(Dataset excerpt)
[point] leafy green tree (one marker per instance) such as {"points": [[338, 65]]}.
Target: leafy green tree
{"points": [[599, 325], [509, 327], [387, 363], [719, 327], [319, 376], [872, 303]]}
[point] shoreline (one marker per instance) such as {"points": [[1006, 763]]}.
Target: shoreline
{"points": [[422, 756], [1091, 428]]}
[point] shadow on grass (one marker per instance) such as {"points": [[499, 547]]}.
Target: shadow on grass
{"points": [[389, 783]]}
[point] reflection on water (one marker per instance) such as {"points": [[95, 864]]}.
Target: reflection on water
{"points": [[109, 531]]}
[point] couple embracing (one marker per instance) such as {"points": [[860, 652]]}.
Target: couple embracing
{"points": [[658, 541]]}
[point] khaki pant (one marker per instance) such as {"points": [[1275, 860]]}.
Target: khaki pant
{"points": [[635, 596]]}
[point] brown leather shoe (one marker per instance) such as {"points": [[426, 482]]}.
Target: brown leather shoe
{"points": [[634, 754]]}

* [Stated task]: Locate "[point] shoreline (one" in the material, then quote the line that contains it and all lines after it through the final one.

* [Task answer]:
[point] shoreline (one marker per instance) such as {"points": [[1006, 763]]}.
Target: shoreline
{"points": [[422, 756], [1091, 428]]}
[point] shadow on grass (one marker per instance) such as {"points": [[499, 547]]}.
Target: shadow on grass
{"points": [[389, 783]]}
[point] reflection on water (one marker per instance) such as {"points": [[95, 864]]}.
Target: reflection on water
{"points": [[109, 531]]}
[point] couple embracing (one marker per instance) such as {"points": [[860, 652]]}.
Target: couple embracing
{"points": [[658, 541]]}
[point] khaki pant (one marker per instance) such as {"points": [[1275, 860]]}.
Target: khaki pant
{"points": [[635, 596]]}
[point] brown leather shoe (one marker per instance) such as {"points": [[426, 482]]}.
Target: brown leather shoe
{"points": [[634, 754]]}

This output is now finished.